AANGELEVERD FRAGMENT:
--*--
ECLI:NL:CRVB:2015:2927

Centrale Raad van Beroep

Datum uitspraak
26 augustus 2015
Publicatiedatum
28 augustus 2015
Zaaknummer
14/4124 WW
Instantie
Centrale Raad van Beroep
Type
Uitspraak
Rechtsgebied
Bestuursrecht; Socialezekerheidsrecht
Procedures
  • Hoger beroep
Vindplaatsen
  • Rechtspraak.nl
AI samenvatting door LexboostAutomatisch gegenereerd

Verstrekking van dossierstukken door het Uwv aan overheidswerkgever in het kader van WW-uitkeringen

In deze zaak heeft de Centrale Raad van Beroep op 26 augustus 2015 uitspraak gedaan in hoger beroep over de verstrekking van dossierstukken door het Uitvoeringsinstituut werknemersverzekeringen (Uwv) aan appellante, een overheidswerkgever. Appellante had verzocht om alle dossierstukken met betrekking tot de WW-uitkering van een voormalige werknemer, met als doel haar re-integratietaak te kunnen uitvoeren. Het Uwv heeft echter alleen de besluiten over recht, hoogte en duur van de uitkering verstrekt en de overige stukken geweigerd, omdat deze niet noodzakelijk zouden zijn voor de re-integratietaak. Appellante heeft hiertegen bezwaar gemaakt en uiteindelijk beroep ingesteld, maar de rechtbank Gelderland heeft het beroep ongegrond verklaard.
--*--
OPDRACHTEN BIJ OEFENING:
**A.** Welke rechtbank verklaarde volgens de uitspraak over de verstrekking van dossierstukken door het Uwv het beroep van appellante ongegrond?
**B.** Pak de uitspraak over de verstrekking van dossierstukken door het Uwv op na de laatste zin en schrijf die verder.
De vermeldingen hierna komen uit een andere bron dan de uitspraak.
--*--
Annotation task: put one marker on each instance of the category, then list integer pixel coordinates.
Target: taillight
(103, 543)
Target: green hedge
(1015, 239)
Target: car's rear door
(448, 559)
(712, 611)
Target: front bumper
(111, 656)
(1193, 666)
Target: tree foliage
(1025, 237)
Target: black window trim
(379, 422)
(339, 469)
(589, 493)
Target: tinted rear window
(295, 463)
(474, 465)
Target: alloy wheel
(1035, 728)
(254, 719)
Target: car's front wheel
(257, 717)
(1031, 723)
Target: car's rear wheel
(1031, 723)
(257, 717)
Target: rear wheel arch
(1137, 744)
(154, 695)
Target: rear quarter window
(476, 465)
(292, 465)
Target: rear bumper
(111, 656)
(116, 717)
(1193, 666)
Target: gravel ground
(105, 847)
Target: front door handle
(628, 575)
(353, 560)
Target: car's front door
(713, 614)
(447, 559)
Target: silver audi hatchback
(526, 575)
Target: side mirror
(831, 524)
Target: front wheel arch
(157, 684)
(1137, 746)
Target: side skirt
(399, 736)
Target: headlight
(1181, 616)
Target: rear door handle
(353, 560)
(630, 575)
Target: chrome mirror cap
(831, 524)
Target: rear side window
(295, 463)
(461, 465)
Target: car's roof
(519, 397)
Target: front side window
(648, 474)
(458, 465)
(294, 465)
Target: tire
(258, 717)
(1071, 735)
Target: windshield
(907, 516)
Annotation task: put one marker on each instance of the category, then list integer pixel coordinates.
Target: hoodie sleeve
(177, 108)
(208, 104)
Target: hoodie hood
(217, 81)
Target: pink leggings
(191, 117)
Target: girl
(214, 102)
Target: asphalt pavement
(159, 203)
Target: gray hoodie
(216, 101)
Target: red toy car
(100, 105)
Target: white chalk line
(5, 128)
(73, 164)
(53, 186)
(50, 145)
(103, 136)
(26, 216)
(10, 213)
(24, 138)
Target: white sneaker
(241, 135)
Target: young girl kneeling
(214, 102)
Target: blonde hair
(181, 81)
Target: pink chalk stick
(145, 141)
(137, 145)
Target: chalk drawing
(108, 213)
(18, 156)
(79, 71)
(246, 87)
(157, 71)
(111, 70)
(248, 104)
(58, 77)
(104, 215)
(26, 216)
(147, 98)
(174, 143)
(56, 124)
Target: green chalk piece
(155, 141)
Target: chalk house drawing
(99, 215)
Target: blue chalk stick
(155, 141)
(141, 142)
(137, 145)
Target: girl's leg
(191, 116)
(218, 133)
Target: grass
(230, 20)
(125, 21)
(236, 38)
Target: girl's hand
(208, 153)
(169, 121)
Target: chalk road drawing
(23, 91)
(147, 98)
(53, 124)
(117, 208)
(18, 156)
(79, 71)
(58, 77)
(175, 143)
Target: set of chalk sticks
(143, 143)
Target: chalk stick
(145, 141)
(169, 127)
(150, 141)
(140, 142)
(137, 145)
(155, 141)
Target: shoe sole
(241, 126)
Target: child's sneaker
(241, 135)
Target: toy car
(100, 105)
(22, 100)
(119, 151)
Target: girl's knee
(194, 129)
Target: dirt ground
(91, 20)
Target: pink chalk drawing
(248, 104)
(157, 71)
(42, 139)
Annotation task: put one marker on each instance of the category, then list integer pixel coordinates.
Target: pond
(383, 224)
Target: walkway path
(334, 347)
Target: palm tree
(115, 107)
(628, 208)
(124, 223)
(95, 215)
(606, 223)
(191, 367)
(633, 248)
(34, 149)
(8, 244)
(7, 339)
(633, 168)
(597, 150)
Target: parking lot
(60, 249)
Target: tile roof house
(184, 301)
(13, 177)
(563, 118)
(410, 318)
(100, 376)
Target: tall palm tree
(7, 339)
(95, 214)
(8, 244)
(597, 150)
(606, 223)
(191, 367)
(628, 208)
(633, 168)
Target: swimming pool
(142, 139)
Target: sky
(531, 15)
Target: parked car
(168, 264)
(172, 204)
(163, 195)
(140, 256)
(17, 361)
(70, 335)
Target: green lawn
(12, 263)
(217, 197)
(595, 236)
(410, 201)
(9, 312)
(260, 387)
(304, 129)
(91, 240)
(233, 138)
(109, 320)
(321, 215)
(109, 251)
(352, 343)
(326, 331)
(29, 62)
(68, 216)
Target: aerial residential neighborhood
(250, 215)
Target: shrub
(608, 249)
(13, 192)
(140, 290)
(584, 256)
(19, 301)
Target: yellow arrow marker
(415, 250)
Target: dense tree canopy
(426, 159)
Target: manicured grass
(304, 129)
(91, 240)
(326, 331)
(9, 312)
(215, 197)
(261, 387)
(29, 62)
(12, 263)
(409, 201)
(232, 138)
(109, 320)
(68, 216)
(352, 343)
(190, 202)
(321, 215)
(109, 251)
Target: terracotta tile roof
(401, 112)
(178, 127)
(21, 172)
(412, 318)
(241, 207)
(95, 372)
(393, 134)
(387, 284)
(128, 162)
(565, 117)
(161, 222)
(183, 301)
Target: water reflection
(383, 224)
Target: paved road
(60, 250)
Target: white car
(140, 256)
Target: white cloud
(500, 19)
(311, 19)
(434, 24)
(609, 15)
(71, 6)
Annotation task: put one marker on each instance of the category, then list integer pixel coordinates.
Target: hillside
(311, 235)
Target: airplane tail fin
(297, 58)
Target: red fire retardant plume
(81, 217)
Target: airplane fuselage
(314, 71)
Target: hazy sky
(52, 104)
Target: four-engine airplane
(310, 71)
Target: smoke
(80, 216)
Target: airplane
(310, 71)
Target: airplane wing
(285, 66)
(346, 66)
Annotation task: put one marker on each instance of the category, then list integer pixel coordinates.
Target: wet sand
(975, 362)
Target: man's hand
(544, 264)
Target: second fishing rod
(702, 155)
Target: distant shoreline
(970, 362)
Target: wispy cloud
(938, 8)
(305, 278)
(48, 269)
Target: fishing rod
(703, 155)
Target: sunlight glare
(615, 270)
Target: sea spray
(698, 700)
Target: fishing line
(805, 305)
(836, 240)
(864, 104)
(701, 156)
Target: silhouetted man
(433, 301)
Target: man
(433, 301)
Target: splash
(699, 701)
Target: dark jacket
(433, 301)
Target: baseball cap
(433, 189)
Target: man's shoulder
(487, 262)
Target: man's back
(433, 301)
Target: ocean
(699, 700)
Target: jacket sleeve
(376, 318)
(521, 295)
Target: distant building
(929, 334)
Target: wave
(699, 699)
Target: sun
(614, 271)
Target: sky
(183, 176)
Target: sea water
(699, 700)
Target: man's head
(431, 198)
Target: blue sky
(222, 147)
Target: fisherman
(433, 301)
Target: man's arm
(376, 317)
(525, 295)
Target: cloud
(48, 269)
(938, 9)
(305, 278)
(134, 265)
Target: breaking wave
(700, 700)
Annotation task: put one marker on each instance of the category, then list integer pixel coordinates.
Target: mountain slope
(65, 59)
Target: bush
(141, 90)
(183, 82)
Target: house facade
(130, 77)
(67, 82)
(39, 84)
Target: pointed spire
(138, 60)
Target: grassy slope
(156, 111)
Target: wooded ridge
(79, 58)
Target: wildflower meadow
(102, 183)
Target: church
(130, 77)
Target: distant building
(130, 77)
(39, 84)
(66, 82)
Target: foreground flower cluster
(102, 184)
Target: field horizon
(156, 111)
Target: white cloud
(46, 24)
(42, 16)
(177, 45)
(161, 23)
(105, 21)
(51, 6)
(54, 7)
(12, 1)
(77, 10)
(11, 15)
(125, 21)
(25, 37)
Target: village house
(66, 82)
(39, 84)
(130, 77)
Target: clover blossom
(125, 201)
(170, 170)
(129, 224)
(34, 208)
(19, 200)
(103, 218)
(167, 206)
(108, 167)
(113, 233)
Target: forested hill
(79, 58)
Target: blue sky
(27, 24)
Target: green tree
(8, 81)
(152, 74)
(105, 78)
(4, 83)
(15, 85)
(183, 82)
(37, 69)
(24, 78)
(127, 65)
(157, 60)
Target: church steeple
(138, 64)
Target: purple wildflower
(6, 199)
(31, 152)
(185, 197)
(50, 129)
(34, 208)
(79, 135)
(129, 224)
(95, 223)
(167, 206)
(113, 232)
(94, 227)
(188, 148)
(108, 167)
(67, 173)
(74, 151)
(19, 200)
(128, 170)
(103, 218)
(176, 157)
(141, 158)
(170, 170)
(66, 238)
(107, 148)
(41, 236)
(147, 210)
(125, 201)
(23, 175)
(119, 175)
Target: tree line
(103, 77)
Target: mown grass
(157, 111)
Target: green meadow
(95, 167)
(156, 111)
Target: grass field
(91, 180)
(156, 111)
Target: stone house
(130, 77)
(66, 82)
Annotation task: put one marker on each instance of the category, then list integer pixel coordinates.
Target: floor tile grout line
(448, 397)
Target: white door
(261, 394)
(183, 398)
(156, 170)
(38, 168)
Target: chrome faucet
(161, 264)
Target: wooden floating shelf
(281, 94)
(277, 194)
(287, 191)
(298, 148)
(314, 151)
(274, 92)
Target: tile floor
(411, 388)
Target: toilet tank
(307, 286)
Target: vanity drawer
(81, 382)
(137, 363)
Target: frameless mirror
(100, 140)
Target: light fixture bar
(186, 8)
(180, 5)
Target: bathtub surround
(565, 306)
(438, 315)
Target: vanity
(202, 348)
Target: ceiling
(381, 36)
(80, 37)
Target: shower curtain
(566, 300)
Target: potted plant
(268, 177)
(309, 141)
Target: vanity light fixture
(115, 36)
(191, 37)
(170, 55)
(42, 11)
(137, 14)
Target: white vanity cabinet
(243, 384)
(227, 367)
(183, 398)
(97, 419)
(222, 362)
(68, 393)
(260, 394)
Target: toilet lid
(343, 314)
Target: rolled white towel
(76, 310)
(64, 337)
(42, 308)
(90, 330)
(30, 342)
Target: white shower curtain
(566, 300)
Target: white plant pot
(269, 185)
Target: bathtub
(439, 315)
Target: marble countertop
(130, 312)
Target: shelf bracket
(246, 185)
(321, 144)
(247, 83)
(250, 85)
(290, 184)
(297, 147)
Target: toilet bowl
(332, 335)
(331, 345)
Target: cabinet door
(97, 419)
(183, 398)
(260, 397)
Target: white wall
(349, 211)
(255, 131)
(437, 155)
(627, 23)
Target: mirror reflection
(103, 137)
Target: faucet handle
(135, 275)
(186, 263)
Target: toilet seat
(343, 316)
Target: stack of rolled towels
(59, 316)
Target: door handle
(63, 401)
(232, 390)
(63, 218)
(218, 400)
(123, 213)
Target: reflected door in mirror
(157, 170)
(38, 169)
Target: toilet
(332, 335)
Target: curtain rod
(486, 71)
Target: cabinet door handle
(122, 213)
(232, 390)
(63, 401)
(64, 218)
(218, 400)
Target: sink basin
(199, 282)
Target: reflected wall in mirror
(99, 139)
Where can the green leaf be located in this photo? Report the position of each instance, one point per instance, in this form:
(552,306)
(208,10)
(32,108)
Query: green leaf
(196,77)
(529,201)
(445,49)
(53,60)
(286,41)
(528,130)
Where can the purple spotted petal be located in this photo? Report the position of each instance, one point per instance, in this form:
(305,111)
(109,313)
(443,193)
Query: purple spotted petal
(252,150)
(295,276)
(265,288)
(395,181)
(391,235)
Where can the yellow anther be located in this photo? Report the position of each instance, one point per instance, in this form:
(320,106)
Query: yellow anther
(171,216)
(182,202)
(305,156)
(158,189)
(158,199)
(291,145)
--*--
ANTWOORDEN PER OPDRACHT:
**A.** De rechtbank Gelderland.

**B.**
In hoger beroep heeft appellante betoogd dat zij het volledige dossier nodig heeft om de re-integratie van de werknemer te bevorderen. Het Uwv heeft zich op het standpunt gesteld dat er geen specifieke motivering is gegeven voor de noodzaak van de gevraagde gegevens. De Raad heeft geoordeeld dat het Uwv verplicht is om alle besluiten over het recht, het geldend maken van het recht, de hoogte of de duur van werkloosheidsuitkeringen aan appellante bekend te maken, maar dat de weigering om andere dossierstukken te verstrekken terecht was. De Raad heeft de uitspraak van de rechtbank bevestigd en geen proceskostenvergoeding toegekend aan appellante, omdat zij de benodigde besluiten al had ontvangen op het moment van het instellen van beroep en hoger beroep.

Uitspraak

14/4124 WW
Datum uitspraak: 26 augustus 2015
Centrale Raad van Beroep
Meervoudige kamer
Uitspraak op het hoger beroep tegen de uitspraak van de rechtbank Gelderland van 10 juli 2014, 13/5929 (aangevallen uitspraak)
Partijen:
[appellante] te [plaats] (appellante)
de Raad van bestuur van het Uitvoeringsinstituut werknemersverzekeringen (Uwv)
[werkneemster] te [woonplaats] (werkneemster)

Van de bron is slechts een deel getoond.